Adding variables to a qp.Batch
instance¶
x-keys and y-keys¶
The included variables in a Batch
constitute the main structure for the
qp.Stack
construction plan. Variables can be added as x-keys or y-keys, for
arrays all belonging items are automatically added and the qp.Stack
gets
populated with all cross-tabulations of these keys:
>>> batch.add_x(['q1', 'q2', 'q6'])
>>> batch.add_y(['gender', 'q1'])
Array summaries setup: Creating ['q6'].
x-specific y-keys can be produced by manipulating the main y-keys, this edit can be extending or replacing the existing keys:
>>> batch.extend_y(['locality', 'ethnicity'], on=['q1'])
>>> batch.replace_y(['locality', 'ethnicity'], on=['q2'])
With these settings the construction plan looks like that:
>>> print batch.x_y_map
OrderedDict([('q1', ['@', 'gender', 'q1', 'locality', 'ethnicity']),
('q2', ['locality', 'ethnicity']),
('q6', ['@']),
(u'q6_1', ['@', 'gender', 'q1']),
(u'q6_2', ['@', 'gender', 'q1']),
(u'q6_3', ['@', 'gender', 'q1'])])
Arrays¶
A special case exists if the added variables contain arrays. As default for all
arrays in x-keys array summaries are created (array as x-key and '@'
-referenced total as
y-key), see the output below (Array summaries setup: Creating ['q6'].

* _Provided material_
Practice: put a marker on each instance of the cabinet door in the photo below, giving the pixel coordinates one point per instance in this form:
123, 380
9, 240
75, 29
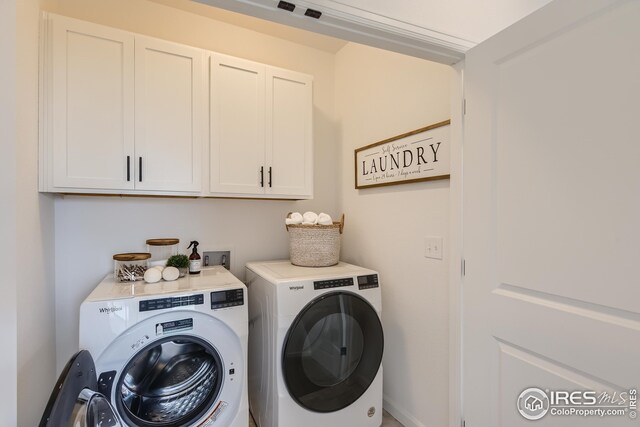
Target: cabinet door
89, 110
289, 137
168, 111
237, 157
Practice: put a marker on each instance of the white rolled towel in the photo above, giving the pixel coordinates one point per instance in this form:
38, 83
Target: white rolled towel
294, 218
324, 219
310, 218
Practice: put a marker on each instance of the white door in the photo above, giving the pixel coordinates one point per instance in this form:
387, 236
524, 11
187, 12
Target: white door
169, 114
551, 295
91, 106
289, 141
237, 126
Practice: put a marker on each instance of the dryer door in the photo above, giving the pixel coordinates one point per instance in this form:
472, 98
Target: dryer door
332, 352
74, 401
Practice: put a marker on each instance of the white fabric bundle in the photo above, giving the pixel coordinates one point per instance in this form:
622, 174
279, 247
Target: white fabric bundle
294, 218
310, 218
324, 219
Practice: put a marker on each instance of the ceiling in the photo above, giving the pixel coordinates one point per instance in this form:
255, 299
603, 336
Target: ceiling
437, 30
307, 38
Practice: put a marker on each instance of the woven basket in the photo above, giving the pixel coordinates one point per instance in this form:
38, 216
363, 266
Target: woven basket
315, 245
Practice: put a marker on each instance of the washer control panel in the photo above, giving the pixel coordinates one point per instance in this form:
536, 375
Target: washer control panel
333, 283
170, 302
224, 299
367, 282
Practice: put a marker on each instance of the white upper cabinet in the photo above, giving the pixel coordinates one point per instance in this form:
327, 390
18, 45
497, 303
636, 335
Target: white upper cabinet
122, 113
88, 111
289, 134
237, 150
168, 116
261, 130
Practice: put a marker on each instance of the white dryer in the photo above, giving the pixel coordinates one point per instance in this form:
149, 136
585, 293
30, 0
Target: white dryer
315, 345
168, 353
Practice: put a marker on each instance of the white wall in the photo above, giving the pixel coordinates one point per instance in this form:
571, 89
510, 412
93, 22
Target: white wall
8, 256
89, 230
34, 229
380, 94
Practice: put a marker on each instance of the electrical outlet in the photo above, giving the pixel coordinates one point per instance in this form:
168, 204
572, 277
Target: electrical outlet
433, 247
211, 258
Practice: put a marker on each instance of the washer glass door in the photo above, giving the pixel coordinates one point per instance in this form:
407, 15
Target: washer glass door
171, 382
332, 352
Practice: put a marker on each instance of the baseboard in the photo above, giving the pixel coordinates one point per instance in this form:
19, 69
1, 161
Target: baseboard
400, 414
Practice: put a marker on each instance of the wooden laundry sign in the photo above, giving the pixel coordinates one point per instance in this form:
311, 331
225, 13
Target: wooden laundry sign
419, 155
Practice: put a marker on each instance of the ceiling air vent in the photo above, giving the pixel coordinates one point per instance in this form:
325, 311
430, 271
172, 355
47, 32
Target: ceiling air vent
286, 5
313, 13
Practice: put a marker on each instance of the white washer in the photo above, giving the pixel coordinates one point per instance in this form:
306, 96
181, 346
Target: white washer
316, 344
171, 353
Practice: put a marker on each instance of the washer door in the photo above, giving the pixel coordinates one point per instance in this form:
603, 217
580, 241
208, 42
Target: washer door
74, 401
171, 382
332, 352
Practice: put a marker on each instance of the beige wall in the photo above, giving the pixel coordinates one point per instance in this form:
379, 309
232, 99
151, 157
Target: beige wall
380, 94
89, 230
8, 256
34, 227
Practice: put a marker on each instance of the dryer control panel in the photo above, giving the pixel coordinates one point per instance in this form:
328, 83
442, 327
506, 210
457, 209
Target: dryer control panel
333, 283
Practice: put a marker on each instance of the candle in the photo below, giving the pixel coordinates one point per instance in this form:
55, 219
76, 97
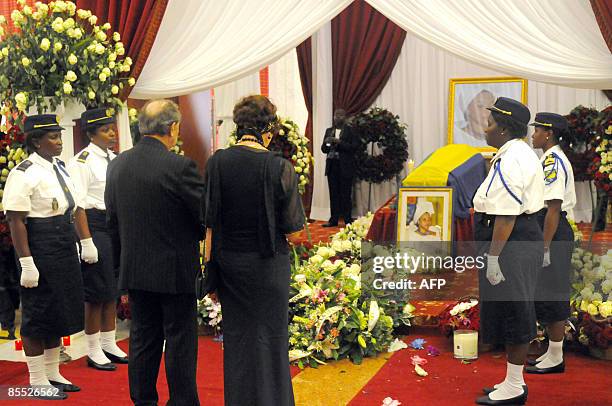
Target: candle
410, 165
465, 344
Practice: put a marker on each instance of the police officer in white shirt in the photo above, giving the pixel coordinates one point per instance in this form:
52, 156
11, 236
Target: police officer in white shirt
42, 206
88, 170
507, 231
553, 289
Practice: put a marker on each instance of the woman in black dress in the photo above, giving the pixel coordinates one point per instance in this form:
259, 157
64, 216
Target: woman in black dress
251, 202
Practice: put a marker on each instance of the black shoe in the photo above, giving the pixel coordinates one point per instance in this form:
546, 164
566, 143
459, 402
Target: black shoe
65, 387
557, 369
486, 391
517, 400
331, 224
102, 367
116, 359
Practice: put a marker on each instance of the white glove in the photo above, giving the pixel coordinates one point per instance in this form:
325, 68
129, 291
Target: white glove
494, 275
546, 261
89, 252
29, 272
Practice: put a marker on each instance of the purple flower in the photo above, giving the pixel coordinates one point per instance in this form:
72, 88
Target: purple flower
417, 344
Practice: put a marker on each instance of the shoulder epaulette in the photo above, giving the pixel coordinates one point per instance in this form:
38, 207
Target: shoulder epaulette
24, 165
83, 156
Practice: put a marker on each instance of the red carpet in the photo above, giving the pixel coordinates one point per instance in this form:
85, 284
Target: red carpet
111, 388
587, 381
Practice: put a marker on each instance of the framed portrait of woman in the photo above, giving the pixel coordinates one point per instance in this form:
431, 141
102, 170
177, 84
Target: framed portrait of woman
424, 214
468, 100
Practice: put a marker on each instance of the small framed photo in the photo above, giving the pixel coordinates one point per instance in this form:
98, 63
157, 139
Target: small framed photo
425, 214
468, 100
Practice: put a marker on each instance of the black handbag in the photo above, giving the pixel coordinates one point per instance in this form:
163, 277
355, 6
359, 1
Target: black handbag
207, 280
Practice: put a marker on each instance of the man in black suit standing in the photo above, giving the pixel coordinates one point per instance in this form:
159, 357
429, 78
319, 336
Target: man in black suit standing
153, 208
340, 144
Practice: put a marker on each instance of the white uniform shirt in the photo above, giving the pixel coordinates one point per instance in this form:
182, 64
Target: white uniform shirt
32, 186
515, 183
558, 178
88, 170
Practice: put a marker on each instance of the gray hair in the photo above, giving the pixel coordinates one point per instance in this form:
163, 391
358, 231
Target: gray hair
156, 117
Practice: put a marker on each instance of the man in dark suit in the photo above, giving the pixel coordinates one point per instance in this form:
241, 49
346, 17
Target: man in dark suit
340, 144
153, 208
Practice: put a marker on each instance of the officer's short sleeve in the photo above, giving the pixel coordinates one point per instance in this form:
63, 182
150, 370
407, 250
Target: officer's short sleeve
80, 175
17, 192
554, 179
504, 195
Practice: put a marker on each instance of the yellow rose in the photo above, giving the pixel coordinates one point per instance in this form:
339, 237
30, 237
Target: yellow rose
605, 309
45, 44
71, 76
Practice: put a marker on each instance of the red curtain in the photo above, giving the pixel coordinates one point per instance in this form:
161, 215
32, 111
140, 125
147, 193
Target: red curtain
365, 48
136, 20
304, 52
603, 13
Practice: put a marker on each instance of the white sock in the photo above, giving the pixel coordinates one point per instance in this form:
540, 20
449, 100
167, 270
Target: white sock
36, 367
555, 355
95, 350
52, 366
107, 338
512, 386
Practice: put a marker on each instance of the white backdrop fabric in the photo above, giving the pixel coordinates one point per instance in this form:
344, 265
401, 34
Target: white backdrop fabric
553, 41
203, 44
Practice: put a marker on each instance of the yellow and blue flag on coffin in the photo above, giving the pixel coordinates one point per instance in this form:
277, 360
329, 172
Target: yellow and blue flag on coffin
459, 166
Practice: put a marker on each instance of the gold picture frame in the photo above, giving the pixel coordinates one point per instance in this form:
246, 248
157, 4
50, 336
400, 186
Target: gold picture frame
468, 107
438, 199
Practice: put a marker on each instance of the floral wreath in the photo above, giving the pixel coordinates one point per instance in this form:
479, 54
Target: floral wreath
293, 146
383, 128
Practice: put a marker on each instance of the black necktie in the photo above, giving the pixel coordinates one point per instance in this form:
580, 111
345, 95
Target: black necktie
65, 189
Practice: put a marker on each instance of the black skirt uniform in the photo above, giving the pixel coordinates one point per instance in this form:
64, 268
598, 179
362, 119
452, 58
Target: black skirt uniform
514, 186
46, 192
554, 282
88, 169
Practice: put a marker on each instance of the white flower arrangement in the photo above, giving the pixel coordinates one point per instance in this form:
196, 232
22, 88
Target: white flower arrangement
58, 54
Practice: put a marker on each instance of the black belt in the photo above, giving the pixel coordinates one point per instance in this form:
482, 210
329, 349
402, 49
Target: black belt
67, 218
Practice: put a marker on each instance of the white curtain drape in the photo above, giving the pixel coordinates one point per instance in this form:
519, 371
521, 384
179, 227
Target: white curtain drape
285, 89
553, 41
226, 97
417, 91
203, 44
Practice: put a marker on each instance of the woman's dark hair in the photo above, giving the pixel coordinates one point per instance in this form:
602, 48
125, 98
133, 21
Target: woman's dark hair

* _What is asked_
a: Translate this sentence from the qp.Batch page excerpt into Spanish: "A special case exists if the added variables contain arrays."
b: From the qp.Batch page excerpt, set down word for word the passage starting with "x-specific y-keys can" and going on through "['@', 'gender', 'q1'])])".

* _Outputs by task_
a: Existe un caso especial si las variables añadidas contienen arrays.

b:
x-specific y-keys can be produced by manipulating the main y-keys, this edit can be extending or replacing the existing keys:
>>> batch.extend_y(['locality', 'ethnicity'], on=['q1'])
>>> batch.replace_y(['locality', 'ethnicity'], on=['q2'])
With these settings the construction plan looks like that:
>>> print batch.x_y_map
OrderedDict([('q1', ['@', 'gender', 'q1', 'locality', 'ethnicity']),
('q2', ['locality', 'ethnicity']),
('q6', ['@']),
(u'q6_1', ['@', 'gender', 'q1']),
(u'q6_2', ['@', 'gender', 'q1']),
(u'q6_3', ['@', 'gender', 'q1'])])